■ Problem to solve: Starting at the line that contains "Where can the cloudy", print every remaining line of the entries, unchanged, and output nothing more.

■ Extracted entries:
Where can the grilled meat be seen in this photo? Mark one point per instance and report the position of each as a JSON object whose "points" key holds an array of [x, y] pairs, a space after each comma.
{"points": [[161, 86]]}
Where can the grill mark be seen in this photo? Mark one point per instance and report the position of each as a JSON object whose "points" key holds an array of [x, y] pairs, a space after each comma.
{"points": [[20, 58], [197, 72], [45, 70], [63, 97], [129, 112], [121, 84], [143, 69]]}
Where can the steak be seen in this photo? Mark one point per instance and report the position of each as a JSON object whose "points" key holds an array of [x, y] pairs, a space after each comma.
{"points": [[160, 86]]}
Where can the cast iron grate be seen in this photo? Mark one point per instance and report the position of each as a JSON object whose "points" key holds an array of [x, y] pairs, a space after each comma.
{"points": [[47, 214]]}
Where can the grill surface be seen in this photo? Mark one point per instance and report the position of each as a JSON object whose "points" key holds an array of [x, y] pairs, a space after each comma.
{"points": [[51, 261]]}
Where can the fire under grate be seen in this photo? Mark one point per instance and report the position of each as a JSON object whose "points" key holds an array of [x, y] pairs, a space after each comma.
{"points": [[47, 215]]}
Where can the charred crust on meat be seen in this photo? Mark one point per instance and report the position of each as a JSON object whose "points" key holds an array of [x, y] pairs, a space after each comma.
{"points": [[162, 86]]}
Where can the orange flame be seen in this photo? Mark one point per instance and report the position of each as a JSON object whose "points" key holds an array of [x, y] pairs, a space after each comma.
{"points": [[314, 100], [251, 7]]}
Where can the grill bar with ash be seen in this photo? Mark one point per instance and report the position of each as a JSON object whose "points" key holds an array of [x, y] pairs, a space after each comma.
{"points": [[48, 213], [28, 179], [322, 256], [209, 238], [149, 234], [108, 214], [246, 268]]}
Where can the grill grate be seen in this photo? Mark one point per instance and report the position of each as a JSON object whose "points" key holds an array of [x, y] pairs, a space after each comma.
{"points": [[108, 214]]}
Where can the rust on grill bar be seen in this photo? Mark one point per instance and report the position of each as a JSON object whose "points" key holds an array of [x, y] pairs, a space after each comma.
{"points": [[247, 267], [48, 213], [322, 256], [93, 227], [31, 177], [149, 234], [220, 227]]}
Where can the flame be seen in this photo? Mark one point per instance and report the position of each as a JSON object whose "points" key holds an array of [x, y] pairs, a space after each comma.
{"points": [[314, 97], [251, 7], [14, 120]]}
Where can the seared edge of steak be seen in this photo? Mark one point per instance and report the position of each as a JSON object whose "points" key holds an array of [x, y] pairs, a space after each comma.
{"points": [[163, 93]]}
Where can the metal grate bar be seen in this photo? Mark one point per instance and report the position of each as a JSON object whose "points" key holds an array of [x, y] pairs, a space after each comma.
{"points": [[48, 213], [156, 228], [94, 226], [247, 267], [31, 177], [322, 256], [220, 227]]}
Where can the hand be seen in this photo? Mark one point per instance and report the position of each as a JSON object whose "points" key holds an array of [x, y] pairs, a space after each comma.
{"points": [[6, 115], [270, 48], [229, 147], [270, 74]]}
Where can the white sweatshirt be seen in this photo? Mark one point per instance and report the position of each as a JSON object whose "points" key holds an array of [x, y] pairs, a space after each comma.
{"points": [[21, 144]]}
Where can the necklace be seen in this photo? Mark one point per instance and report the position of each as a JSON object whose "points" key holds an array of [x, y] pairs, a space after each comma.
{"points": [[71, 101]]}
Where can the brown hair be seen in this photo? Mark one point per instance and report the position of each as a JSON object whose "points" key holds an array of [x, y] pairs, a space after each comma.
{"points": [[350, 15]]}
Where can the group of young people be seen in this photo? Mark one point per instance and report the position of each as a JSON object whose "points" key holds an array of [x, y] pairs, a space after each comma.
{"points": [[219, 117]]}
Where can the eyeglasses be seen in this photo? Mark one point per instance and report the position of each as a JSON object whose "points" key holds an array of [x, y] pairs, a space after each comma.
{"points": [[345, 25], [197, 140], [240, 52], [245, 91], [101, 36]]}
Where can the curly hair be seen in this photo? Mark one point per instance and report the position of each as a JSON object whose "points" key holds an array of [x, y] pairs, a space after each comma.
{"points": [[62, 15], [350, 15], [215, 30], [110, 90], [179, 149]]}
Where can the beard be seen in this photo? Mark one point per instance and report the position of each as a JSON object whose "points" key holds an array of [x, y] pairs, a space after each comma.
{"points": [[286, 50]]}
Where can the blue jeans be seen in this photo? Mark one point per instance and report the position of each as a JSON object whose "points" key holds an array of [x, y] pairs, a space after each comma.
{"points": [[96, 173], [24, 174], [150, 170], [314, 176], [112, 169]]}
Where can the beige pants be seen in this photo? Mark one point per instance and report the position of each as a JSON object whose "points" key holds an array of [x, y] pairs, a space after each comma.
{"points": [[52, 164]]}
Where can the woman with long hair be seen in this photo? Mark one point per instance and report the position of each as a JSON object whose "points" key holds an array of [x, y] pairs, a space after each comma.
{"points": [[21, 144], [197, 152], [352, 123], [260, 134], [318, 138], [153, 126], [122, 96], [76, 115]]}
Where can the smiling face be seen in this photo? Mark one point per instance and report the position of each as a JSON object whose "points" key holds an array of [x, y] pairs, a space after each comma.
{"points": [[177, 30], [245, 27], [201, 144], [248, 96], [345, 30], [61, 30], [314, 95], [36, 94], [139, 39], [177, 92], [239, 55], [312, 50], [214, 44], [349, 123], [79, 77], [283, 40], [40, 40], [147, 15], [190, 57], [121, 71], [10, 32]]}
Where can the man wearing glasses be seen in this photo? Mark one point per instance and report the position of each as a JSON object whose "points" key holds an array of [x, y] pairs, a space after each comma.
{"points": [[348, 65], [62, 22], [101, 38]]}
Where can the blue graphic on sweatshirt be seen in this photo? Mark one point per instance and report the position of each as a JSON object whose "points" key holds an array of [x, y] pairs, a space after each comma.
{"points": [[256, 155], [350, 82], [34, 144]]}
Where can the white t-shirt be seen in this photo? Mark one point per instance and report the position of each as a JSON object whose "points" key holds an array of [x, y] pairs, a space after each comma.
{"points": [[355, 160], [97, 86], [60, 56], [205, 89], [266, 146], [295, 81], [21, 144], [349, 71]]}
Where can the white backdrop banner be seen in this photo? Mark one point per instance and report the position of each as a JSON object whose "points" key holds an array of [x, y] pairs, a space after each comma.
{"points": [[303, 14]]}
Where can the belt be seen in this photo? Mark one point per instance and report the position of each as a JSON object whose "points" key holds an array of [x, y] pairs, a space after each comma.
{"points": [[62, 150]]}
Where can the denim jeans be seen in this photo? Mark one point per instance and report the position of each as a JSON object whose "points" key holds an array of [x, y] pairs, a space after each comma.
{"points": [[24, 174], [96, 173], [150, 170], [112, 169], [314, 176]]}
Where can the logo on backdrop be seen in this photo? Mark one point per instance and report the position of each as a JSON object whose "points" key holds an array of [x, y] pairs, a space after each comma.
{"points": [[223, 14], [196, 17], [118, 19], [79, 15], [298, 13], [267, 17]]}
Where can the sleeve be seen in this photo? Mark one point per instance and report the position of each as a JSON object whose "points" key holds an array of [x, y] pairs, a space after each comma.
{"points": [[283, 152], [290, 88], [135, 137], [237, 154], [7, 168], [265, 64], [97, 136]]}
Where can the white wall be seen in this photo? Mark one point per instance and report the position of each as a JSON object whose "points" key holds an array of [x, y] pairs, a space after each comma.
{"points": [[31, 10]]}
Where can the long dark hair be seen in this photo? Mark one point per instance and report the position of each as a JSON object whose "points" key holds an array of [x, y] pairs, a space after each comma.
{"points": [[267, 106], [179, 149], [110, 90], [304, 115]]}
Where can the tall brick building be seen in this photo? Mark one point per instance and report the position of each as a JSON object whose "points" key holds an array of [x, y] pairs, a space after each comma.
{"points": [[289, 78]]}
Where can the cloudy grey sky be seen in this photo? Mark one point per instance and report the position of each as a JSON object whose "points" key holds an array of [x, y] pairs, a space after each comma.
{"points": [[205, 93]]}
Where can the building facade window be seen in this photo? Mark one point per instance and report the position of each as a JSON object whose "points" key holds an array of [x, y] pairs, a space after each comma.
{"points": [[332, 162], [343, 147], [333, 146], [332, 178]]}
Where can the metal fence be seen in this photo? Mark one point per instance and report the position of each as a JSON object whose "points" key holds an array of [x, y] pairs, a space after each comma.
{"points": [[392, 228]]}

■ Exercise solution:
Where can the cloudy grey sky be seen in this photo? Mark one point per instance and report the position of each as a JSON object whose "points" key holds an array of [x, y] pairs, a space after each comma.
{"points": [[205, 93]]}
Where can the building facade window be seen in this photo? Mark one point per instance and report the position of each as a JSON object whose "points" key holds an array of [x, y] pairs, a space after each comma.
{"points": [[332, 162], [343, 147], [333, 146], [332, 178]]}
Where can the metal fence be seen in this photo? Mark one point per instance and report the position of each as a JSON object whose "points" key holds an array of [x, y] pairs, a space after each comma.
{"points": [[392, 228]]}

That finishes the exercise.